▶ ОТРЫВОК
Экоактивист Владимир Сливяк: «Мы имеем дело с властью злодеев»

Владимир Сливяк — экоактивист, лауреат альтернативной «нобелевки» — шведской премии «За лучший образ жизни», сопредседатель НКО «Экозащита». «Экозащита» появилась в 1989 году в Калининграде, а со временем открыла отделения и в других регионах России. Боролась с загрязнением окружающей среды, протестовала против ввоза ядерных отходов и строительства АЭС. Стала первой в стране экологической организацией, которую внесли в список «иноагентов» — одновременно с «Мемориалом», «Общественным вердиктом» и «Агорой». Это случилось в 2014, в год аннексии Крыма. О непризнании «инагентского» статуса, о ненависти Путина к гражданскому обществу, и о том, что можно сделать, чтобы развязанная Россией война быстрее закончилась, Владимир Сливяк говорит в проекте «Очевидцы».

Расскажите о себе.

— Меня зовут Владимир Сливяк, я сопредседатель российской экологической организации «Экозащита». Мы все еще существуем несмотря на то, что большинство наших людей уехало из России из-за войны либо перед войной. Я родом из города Калининграда, что на Балтийском море, но большую часть своей профессиональной деятельности я работал в Москве. Мы очень много выступали против атомной энергии, нам удалось добиться закрытия ряда важных проектов, связанных с атомной энергетикой, с нефтью и с другими видами ископаемого топлива. В 90-х и 2000-х годах, до того как началось масштабное давление российских властей на гражданское общество, «Экозащита» была одной из наиболее влиятельных и эффективных организаций в России и добивалась очень хороших успехов при очень небольшом количестве ресурсов.

Как изменилась ваша жизнь после 24 февраля 2022 года?

— Я бы сказал, что наша жизнь начала меняться значительно раньше. Мы стали первой экологической организацией в России, получившей статус иностранного агента. Это произошло в середине 2014 года. После этого некоторое время нас так серьезно не трогали. Ну как не трогали? Каждый год Минюст открывал несколько административных дел против нас, и нам надо было ходить в суды, нас штрафовали. А мы некоммерческая организация и не зарабатываем денег и потому не могли выплачивать штрафы. Тогда мы написали заявление о том, что мы не иностранные агенты, так как не защищаем никаких иностранных интересов, а защищаем интересы только россиян. Также решили не выплачивать никаких штрафов. Эта позиция была принята отчасти из-за Крыма. Мы понимали, что путинский режим начал войну. В нашей организации было принято решение: мы не хотим платить деньги государству, которое использует их на войну.

Почему стали заниматься экоактивизмом?

▶ СТРОКИ ДАННЫХ
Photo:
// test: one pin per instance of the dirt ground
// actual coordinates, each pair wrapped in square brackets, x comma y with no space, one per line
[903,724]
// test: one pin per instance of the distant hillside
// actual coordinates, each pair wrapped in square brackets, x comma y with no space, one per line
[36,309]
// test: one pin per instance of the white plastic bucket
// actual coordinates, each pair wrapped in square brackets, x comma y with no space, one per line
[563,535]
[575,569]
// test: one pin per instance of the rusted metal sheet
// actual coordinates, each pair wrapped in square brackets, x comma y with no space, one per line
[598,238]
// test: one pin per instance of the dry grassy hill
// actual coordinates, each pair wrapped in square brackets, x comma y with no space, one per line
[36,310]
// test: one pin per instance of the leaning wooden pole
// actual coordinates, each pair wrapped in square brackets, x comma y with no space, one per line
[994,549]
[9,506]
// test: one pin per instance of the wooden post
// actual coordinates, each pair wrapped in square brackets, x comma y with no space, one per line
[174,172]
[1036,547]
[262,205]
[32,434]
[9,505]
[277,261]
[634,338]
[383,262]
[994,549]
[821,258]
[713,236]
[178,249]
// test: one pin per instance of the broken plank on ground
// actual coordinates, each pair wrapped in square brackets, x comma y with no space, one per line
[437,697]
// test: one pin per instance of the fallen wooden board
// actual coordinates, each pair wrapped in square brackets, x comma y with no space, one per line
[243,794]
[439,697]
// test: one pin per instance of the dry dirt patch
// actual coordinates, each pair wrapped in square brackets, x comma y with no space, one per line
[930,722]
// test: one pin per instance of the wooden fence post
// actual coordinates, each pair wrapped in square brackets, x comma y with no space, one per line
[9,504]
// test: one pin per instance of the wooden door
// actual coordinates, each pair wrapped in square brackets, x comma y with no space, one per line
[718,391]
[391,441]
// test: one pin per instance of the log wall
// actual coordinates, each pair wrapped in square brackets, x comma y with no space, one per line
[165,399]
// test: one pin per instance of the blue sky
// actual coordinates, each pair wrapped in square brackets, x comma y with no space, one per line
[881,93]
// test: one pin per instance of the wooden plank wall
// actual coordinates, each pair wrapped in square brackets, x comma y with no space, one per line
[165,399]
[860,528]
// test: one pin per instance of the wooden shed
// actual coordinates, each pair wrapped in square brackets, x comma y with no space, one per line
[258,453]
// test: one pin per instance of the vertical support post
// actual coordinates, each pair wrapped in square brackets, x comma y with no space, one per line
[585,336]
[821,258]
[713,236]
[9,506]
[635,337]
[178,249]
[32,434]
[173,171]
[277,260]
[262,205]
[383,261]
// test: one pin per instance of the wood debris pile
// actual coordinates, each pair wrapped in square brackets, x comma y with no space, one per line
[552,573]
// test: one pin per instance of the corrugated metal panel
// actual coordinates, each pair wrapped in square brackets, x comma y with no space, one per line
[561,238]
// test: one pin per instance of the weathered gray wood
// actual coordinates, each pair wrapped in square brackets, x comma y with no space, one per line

▶ ИНСТРУКЦИИ К ЗАДАНИЯМ
1 > Выведите из отрывка интервью без изменений всё, начиная со слов «Владимир Сливяк —» и вплоть до слов «Расскажите о себе.».
2 > Оформите как JSON-список строк всё из строк данных, от строки со словами «the log wall» и до самого конца строк данных, включая обе границы. Каждая строка должна стать отдельной строкой списка, а пустые строки пропустите.

▶ ОТВЕТЫ НА ЗАДАНИЯ
1 >
Владимир Сливяк — экоактивист, лауреат альтернативной «нобелевки» — шведской премии «За лучший образ жизни», сопредседатель НКО «Экозащита». «Экозащита» появилась в 1989 году в Калининграде, а со временем открыла отделения и в других регионах России. Боролась с загрязнением окружающей среды, протестовала против ввоза ядерных отходов и строительства АЭС. Стала первой в стране экологической организацией, которую внесли в список «иноагентов» — одновременно с «Мемориалом», «Общественным вердиктом» и «Агорой». Это случилось в 2014, в год аннексии Крыма. О непризнании «инагентского» статуса, о ненависти Путина к гражданскому обществу, и о том, что можно сделать, чтобы развязанная Россией война быстрее закончилась, Владимир Сливяк говорит в проекте «Очевидцы».

Расскажите о себе.

2 >
[
  "// test: one pin per instance of the log wall",
  "// actual coordinates, each pair wrapped in square brackets, x comma y with no space, one per line",
  "[165,399]",
  "// test: one pin per instance of the blue sky",
  "// actual coordinates, each pair wrapped in square brackets, x comma y with no space, one per line",
  "[881,93]",
  "// test: one pin per instance of the wooden plank wall",
  "// actual coordinates, each pair wrapped in square brackets, x comma y with no space, one per line",
  "[165,399]",
  "[860,528]",
  "// test: one pin per instance of the wooden shed",
  "// actual coordinates, each pair wrapped in square brackets, x comma y with no space, one per line",
  "[258,453]",
  "// test: one pin per instance of the vertical support post",
  "// actual coordinates, each pair wrapped in square brackets, x comma y with no space, one per line",
  "[585,336]",
  "[821,258]",
  "[713,236]",
  "[9,506]",
  "[635,337]",
  "[178,249]",
  "[32,434]",
  "[173,171]",
  "[277,260]",
  "[262,205]",
  "[383,261]",
  "// test: one pin per instance of the wood debris pile",
  "// actual coordinates, each pair wrapped in square brackets, x comma y with no space, one per line",
  "[552,573]",
  "// test: one pin per instance of the corrugated metal panel",
  "// actual coordinates, each pair wrapped in square brackets, x comma y with no space, one per line",
  "[561,238]",
  "// test: one pin per instance of the weathered gray wood",
  "// actual coordinates, each pair wrapped in square brackets, x comma y with no space, one per line"
]